» TRY IT:
For the data below, give again exactly the lines from the one containing "Target: tree canopy" through the one containing "[indicate] one point per instance, sample <point>42,216</point>.", both ends included, and no others.

(Data records)
--- START ---

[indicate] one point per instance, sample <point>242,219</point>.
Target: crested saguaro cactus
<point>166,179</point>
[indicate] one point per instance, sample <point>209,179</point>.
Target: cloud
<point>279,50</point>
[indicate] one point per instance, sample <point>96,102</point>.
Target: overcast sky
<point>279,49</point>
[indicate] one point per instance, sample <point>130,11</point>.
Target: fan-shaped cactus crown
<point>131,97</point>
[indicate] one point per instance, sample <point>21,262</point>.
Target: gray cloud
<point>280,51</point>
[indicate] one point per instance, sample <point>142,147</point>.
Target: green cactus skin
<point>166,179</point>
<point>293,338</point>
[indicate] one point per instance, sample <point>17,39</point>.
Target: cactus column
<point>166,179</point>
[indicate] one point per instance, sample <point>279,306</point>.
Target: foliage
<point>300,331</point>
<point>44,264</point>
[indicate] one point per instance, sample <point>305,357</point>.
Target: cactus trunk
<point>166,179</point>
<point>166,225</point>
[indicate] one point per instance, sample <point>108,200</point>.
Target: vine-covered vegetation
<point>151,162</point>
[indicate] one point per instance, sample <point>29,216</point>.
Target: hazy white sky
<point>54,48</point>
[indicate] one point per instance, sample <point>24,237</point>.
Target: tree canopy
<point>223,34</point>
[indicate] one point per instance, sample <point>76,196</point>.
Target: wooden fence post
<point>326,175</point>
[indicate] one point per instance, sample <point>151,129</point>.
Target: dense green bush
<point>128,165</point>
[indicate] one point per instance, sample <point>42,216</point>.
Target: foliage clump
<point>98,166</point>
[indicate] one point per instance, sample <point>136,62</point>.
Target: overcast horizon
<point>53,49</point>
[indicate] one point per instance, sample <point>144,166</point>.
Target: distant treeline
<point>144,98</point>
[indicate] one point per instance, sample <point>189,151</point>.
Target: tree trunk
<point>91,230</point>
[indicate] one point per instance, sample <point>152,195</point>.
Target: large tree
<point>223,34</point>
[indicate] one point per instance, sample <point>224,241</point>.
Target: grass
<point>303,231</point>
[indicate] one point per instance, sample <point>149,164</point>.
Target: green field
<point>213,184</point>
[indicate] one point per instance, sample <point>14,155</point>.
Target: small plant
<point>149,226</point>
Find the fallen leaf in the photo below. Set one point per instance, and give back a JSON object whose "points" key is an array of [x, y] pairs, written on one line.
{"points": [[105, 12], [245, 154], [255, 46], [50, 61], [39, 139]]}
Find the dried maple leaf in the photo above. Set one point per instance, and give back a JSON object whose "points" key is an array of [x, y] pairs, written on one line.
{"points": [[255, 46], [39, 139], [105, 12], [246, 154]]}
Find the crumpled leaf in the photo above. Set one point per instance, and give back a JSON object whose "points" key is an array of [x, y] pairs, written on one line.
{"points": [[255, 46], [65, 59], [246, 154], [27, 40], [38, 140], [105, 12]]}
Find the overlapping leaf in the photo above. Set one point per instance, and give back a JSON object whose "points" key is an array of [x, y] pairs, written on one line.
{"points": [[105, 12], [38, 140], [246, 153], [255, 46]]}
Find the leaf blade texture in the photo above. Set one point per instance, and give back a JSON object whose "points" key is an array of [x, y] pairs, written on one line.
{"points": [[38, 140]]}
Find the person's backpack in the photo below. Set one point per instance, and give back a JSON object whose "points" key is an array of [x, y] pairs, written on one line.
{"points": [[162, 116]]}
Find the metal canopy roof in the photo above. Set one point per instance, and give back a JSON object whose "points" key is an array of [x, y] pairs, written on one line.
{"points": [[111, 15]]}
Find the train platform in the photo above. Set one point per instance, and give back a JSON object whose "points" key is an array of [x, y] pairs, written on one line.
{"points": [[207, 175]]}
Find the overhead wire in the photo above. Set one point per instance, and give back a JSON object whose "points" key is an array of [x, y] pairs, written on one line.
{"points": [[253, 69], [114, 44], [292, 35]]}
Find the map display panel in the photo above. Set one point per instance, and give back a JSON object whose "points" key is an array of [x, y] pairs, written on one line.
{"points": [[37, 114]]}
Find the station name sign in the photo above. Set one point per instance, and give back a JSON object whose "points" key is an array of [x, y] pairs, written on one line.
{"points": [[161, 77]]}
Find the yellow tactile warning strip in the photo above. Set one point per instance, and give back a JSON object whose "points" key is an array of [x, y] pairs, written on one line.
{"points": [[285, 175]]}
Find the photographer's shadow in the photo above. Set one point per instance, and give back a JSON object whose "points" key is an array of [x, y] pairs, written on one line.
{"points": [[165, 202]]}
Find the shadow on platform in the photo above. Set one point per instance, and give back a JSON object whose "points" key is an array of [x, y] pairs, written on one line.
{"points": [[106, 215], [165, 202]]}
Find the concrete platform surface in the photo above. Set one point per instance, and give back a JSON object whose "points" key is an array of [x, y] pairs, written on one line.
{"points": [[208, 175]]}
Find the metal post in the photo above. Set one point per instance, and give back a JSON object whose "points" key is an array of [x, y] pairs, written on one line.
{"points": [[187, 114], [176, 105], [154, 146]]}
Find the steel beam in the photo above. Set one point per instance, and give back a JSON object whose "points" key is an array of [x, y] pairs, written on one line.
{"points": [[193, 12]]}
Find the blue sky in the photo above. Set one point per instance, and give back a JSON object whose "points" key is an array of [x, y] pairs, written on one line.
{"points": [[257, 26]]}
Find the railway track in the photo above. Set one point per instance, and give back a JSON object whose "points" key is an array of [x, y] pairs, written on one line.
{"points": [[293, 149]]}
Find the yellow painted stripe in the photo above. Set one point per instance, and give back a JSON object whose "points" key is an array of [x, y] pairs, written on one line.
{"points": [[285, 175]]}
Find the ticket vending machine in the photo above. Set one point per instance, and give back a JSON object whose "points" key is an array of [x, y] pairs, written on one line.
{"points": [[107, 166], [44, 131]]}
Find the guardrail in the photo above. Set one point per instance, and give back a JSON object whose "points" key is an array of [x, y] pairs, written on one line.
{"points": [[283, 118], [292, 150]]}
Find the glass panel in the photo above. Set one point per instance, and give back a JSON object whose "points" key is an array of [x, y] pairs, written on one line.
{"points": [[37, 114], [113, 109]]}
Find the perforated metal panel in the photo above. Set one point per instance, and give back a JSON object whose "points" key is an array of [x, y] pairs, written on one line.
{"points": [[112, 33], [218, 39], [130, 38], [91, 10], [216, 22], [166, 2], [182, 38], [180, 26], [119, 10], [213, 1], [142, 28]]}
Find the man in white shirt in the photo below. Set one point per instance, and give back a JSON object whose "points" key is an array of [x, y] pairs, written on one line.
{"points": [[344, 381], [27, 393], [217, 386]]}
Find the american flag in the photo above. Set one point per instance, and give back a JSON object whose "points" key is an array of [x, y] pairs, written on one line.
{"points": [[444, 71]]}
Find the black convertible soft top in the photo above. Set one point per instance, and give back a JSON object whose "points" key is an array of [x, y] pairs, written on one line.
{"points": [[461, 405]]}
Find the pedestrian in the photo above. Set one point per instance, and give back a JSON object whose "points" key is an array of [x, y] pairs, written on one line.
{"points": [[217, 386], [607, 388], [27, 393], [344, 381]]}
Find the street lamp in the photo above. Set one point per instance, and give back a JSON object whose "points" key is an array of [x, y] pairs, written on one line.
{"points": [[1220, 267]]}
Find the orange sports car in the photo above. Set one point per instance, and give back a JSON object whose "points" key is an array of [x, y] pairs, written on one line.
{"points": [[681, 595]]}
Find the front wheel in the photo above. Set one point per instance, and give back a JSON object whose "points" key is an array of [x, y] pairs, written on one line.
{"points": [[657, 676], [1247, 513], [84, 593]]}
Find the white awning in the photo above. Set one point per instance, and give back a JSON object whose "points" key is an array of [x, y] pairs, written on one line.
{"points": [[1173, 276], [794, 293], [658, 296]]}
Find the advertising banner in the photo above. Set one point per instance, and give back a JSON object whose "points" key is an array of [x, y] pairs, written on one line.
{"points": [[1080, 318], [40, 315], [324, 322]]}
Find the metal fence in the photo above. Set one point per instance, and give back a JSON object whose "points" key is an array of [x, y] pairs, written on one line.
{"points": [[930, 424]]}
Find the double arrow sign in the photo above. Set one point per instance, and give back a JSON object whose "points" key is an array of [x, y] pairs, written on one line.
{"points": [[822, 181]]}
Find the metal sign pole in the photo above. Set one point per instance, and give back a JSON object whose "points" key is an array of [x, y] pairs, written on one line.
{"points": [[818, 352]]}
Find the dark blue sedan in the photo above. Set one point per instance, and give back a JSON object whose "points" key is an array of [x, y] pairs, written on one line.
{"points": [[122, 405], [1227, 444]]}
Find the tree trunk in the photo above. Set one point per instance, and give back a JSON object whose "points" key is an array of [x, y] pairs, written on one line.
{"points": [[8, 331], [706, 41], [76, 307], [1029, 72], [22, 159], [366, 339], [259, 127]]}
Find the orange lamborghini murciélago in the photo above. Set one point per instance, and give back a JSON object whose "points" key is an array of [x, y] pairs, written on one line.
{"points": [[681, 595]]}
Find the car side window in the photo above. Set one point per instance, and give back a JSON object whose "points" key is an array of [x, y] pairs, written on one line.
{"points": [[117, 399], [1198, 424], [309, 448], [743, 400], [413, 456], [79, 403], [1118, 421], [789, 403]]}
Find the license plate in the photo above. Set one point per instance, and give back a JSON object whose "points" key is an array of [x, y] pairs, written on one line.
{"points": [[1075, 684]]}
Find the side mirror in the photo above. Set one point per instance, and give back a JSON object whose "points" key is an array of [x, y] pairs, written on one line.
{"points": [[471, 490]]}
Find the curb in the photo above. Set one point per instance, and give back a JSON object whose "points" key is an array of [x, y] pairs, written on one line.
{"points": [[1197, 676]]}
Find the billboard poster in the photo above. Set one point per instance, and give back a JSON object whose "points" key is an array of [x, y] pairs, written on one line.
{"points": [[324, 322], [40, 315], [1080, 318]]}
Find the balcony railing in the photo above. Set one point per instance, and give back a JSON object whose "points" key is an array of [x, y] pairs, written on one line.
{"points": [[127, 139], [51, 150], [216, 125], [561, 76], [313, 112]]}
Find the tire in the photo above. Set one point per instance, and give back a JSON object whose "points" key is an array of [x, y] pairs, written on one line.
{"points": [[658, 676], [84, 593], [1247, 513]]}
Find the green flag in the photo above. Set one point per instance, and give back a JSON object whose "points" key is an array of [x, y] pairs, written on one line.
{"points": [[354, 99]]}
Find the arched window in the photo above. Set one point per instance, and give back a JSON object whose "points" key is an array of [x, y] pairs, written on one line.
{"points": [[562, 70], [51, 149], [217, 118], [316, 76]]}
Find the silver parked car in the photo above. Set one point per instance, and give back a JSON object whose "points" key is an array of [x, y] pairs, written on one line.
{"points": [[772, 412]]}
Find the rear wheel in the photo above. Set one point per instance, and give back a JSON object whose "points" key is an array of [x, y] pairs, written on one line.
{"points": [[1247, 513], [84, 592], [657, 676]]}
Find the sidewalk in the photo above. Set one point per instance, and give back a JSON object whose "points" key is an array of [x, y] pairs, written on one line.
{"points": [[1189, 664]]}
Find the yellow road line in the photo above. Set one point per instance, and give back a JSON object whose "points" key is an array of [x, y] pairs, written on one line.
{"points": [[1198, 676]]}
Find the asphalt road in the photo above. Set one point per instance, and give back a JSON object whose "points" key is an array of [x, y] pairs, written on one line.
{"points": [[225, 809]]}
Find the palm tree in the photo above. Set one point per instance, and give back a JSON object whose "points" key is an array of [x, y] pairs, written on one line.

--- END ---

» RESPONSE:
Target: tree canopy
<point>223,34</point>
[indicate] one point per instance, sample <point>76,196</point>.
Target: wooden fence post
<point>326,175</point>
[indicate] one point per instance, sample <point>151,129</point>.
Target: dense green bush
<point>128,165</point>
[indicate] one point per instance, sample <point>42,216</point>.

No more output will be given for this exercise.